------ Task inputs

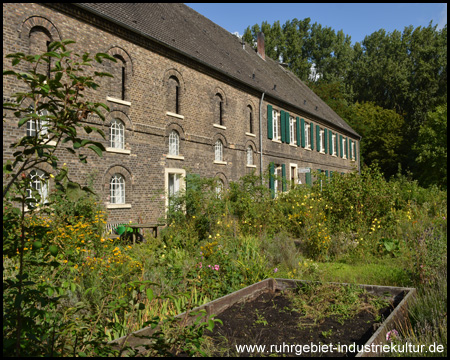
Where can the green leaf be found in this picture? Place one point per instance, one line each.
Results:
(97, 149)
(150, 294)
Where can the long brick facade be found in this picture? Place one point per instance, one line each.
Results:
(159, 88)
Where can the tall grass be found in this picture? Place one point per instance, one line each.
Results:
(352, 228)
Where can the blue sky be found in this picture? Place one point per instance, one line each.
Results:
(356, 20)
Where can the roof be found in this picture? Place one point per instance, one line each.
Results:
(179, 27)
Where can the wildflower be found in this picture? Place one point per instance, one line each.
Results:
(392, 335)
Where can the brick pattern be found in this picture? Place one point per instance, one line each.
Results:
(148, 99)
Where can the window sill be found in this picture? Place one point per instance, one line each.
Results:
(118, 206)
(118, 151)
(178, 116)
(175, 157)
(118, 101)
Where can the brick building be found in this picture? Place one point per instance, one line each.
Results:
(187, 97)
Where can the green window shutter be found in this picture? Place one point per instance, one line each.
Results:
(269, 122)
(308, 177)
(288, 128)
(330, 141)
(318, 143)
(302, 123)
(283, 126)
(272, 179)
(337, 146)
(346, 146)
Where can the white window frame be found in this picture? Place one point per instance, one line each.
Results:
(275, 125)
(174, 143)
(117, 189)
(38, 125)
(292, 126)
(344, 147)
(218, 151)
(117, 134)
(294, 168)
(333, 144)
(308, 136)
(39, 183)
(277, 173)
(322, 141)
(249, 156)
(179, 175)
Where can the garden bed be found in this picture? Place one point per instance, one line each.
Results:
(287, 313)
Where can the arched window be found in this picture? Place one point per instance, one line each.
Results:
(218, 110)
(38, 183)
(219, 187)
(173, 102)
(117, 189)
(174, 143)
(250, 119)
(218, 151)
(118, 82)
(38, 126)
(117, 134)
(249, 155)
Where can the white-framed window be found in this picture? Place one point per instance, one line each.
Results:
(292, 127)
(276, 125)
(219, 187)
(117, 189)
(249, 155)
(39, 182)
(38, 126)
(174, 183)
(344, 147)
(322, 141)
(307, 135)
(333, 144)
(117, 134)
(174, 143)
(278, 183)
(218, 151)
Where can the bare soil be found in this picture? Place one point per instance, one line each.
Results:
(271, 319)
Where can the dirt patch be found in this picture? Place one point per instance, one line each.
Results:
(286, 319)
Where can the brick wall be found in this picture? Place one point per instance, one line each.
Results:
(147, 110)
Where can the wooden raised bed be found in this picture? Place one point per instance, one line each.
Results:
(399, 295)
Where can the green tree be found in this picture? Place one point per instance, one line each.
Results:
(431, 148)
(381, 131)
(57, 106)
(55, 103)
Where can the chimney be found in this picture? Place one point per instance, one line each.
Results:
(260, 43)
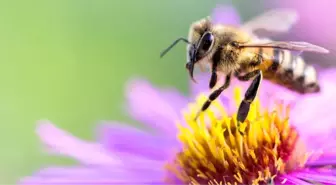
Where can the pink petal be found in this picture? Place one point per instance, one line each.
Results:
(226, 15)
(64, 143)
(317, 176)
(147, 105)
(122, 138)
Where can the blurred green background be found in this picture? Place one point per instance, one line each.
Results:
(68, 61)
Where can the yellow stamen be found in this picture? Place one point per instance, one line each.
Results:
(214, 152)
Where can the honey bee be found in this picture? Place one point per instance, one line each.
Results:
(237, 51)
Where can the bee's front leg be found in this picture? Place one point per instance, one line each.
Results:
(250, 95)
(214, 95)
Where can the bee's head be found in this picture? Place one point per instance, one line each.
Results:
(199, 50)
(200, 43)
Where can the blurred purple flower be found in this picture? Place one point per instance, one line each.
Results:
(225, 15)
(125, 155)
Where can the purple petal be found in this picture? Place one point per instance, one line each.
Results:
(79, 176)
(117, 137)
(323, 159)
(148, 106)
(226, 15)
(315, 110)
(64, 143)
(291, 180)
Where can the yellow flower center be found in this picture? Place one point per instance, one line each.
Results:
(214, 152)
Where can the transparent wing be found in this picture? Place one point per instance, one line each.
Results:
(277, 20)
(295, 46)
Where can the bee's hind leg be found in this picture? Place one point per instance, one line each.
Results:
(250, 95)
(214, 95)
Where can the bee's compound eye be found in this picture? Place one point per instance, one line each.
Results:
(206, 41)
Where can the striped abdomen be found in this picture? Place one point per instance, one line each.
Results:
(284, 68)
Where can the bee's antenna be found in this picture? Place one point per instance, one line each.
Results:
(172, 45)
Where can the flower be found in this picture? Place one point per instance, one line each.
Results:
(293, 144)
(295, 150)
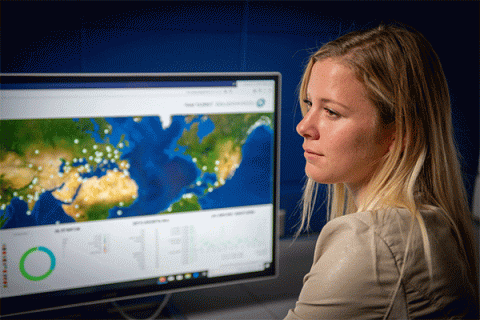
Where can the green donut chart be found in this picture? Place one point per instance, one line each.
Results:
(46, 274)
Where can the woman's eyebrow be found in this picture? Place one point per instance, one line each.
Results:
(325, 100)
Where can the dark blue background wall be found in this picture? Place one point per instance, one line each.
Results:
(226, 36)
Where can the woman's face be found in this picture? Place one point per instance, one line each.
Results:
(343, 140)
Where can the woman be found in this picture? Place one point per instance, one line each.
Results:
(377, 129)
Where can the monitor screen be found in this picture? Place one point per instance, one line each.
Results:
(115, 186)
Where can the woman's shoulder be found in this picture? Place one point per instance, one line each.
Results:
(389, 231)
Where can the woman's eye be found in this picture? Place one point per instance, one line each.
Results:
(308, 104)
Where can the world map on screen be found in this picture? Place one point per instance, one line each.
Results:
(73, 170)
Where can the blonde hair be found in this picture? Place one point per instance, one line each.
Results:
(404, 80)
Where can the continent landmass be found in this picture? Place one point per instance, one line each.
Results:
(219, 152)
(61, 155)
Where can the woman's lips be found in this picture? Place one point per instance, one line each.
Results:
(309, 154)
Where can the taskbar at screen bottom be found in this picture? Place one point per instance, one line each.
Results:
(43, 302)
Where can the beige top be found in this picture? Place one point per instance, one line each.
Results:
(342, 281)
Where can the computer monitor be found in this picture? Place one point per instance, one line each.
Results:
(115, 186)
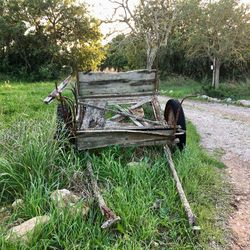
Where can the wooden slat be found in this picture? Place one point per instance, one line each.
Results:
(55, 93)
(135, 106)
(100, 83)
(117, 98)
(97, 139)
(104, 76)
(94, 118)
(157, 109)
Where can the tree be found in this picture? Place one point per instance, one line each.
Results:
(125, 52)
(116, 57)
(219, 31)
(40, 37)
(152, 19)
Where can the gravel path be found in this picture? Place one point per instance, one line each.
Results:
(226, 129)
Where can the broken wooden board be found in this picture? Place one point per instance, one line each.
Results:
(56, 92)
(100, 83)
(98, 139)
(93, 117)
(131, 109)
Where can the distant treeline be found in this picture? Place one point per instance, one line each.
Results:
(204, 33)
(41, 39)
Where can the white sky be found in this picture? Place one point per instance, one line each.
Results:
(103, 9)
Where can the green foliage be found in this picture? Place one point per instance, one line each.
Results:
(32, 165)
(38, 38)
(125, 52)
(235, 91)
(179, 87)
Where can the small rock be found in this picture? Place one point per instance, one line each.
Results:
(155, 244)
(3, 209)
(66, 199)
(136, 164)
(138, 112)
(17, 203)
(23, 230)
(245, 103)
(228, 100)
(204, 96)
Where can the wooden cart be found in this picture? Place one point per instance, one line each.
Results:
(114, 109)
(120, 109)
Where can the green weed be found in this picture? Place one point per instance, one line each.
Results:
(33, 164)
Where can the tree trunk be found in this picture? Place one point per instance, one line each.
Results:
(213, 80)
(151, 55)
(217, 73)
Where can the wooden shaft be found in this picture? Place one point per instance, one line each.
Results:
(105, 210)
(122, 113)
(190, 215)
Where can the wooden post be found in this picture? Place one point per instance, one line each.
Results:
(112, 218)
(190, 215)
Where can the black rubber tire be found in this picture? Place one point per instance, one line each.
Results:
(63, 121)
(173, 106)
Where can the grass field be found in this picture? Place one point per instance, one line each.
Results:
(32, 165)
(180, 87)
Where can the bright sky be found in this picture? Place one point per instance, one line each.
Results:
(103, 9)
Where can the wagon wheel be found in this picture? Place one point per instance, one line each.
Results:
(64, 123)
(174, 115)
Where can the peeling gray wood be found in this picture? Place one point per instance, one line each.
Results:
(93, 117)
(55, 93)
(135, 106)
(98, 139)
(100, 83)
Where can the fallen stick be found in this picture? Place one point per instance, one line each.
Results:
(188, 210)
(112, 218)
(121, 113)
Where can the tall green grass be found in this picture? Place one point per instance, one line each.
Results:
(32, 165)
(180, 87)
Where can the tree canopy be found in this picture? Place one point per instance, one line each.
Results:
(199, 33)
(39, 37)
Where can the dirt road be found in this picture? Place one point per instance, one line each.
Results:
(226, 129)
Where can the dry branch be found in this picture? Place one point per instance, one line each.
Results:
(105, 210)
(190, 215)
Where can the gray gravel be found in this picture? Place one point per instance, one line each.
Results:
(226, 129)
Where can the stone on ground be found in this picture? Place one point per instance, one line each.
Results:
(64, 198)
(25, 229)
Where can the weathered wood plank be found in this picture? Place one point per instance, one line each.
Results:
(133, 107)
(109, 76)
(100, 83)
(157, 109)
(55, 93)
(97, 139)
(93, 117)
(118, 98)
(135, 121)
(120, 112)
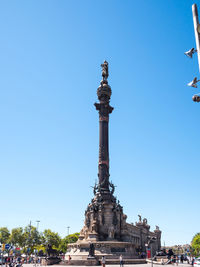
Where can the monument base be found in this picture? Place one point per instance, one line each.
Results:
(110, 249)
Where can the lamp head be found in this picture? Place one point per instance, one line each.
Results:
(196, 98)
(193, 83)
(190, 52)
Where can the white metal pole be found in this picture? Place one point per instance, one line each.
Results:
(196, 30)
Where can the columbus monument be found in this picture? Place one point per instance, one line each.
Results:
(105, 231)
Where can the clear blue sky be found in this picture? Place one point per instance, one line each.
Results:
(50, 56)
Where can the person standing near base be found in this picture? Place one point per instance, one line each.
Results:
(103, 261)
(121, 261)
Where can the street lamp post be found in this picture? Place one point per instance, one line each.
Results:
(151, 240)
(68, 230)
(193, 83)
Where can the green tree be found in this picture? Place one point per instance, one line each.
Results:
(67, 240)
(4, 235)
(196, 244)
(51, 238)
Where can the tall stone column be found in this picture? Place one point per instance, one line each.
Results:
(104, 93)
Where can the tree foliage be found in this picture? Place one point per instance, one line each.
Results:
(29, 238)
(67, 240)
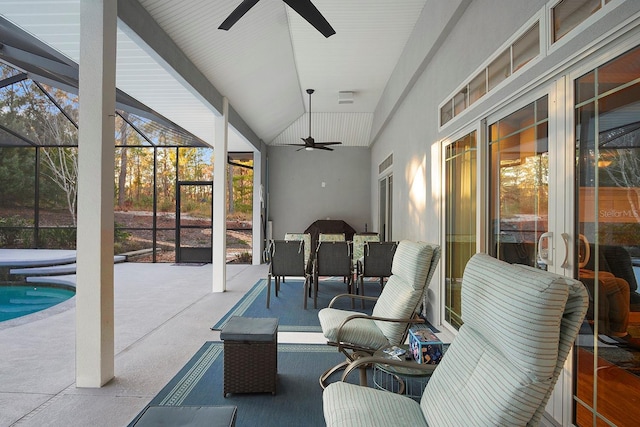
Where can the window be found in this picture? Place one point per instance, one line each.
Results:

------------

Begin with the line containing "Where can the weathered" and end with the last line of the entries above. Copy those lines exactly, both ends included, and drop every picture.

Where can the weathered wood plank be found in this picture? Place one point per instance, one line each.
Results:
(133, 107)
(109, 76)
(100, 83)
(157, 109)
(55, 93)
(97, 139)
(93, 117)
(118, 98)
(135, 121)
(120, 112)
Where can the monument base be found in this picture? Place one point per instance, one line each.
Results:
(110, 249)
Where can the lamp head be found in this picture? Place one point per instance, one line each.
Results:
(196, 98)
(193, 83)
(190, 52)
Where can the white metal pole be found in this picture? Place one point per instance, one line each.
Results:
(196, 30)
Where can the columbus monument be found in this picture? Place one point per instance, one line each.
Results:
(105, 231)
Where can the clear blue sky be found in this picture? Place one point per instance, one line each.
Results:
(50, 56)
Where can the person standing near base be found in this picture? Place one point per instance, one line each.
Results:
(103, 261)
(121, 261)
Where can the street lamp post be found in this picture? Place one point per instance, one line each.
Results:
(151, 240)
(68, 230)
(193, 83)
Where can the green tree be found in this picture? Place one point per instance, one line each.
Results:
(67, 240)
(4, 235)
(196, 244)
(51, 238)
Where can the tall stone column be found in this picture? Place one point per instance, one line each.
Results:
(104, 93)
Where can the tree foliage be found in this picture? Place one point per instance, one line each.
Results:
(29, 238)
(67, 240)
Where can the window be found in this picture? Place one point per instance, one line each.
Results:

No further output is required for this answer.